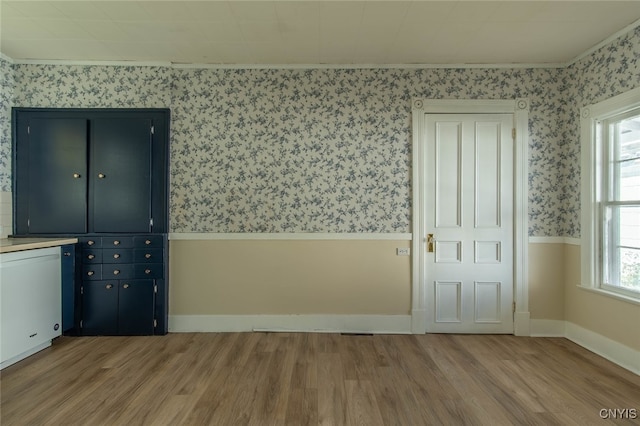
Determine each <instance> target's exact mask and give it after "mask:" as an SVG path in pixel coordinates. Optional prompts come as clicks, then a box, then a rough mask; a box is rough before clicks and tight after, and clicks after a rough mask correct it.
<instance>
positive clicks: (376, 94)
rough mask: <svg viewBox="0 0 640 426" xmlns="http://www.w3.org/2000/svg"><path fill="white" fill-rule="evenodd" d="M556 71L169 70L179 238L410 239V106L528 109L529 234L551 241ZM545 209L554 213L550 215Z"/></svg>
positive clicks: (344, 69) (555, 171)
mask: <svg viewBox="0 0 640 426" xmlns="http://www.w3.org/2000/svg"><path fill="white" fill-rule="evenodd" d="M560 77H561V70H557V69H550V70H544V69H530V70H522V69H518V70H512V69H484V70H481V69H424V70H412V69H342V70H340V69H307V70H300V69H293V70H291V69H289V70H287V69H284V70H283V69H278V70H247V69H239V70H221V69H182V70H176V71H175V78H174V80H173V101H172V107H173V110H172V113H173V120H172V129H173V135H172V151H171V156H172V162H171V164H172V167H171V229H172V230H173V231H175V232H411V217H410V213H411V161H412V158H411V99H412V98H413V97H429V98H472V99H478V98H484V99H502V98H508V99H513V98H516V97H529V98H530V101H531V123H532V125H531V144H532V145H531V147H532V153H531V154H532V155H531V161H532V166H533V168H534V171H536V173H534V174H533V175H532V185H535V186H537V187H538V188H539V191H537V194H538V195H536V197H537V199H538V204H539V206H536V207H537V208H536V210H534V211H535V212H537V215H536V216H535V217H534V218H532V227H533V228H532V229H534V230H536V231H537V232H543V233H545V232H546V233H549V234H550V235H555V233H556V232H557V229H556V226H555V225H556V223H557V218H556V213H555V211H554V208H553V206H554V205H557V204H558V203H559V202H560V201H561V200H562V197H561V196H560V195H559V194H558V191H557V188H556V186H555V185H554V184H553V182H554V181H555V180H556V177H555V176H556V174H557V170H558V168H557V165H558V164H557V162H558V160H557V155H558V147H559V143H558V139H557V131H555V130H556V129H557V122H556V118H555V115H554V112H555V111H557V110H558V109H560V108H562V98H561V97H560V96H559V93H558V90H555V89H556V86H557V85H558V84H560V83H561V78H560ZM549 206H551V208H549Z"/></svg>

------------------------------------------------------------------------

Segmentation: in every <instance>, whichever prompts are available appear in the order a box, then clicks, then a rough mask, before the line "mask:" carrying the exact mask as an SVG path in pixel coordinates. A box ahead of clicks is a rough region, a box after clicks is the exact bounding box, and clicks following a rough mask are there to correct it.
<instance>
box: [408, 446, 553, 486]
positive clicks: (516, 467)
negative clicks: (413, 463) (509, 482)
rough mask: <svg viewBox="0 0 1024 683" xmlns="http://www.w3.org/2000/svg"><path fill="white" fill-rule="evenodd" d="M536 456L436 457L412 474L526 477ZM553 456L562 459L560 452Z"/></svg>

------------------------------------------------------------------------

▶ **AUFGABE**
Überführe bitte die Zeilen ab der Zeile mit "Determine each <instance>" bis einschließlich der Zeile mit "positive clicks: (344, 69) (555, 171)" in eine Markdown-Tabelle mit den Spalten „Nr“ für die laufende Nummer und „Zeile“ für den Zeilentext. Leerzeilen lässt du dabei weg.

▶ **LÖSUNG**
| Nr | Zeile |
|---|---|
| 1 | Determine each <instance> target's exact mask and give it after "mask:" as an SVG path in pixel coordinates. Optional prompts come as clicks, then a box, then a rough mask; a box is rough before clicks and tight after, and clicks after a rough mask correct it. |
| 2 | <instance> |
| 3 | positive clicks: (376, 94) |
| 4 | rough mask: <svg viewBox="0 0 640 426" xmlns="http://www.w3.org/2000/svg"><path fill="white" fill-rule="evenodd" d="M556 71L169 70L179 238L410 239V106L528 109L529 234L551 241ZM545 209L554 213L550 215Z"/></svg> |
| 5 | positive clicks: (344, 69) (555, 171) |